▸ **WHAT YOU WILL DO**
**A.** Write out the section of the Heatilator stove review between "I have been" and "review than now..", inclusive, switching "stove" to "heater".
**B.** In the Heatilator stove review, what made the two 45 elbows necessary during the install?

▸ **GIVEN TEXT**
— Begin —
# Heatilator Eco Choice WS-22 Review..



## bsj425 (Nov 19, 2011)

I have been burninig in the stove for almost 4 weeks now so figured I would post the review now. I wanted to really put the stove through its paces before I did a full on review and I have done just that. It hasnt been above -30 for the past 5 days so what a better time for a review than now..


*The setup:*
Stove- Heatilator Eco Choice WS-22
7 ft. of double wall 6' pipe 
8 ft Class A chimney
2- 45 elbows for offset

*The Install:*
The install went well only problem we had was the stud finder aparantly lied and we had a roof joist where one wasnt suppose to be so I had to use 2- 45's for a small offset so I didnt get the straight through shot as planned but all in all not a big deal. Stove is drafting great and I use a soot eater so not a problem for cleaning.
— End —
▸ **COLLECTED MATERIAL**
— Begin —
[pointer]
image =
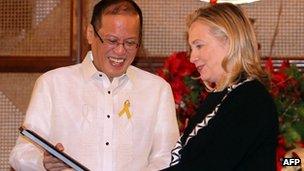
— End —
▸ **OUTPUTS IN ORDER**
**A.**
I have been burninig in the heater for almost 4 weeks now so figured I would post the review now. I wanted to really put the heater through its paces before I did a full on review and I have done just that. It hasnt been above -30 for the past 5 days so what a better time for a review than now..

**B.** There was a roof joist where one wasn't supposed to be, so a small offset was needed.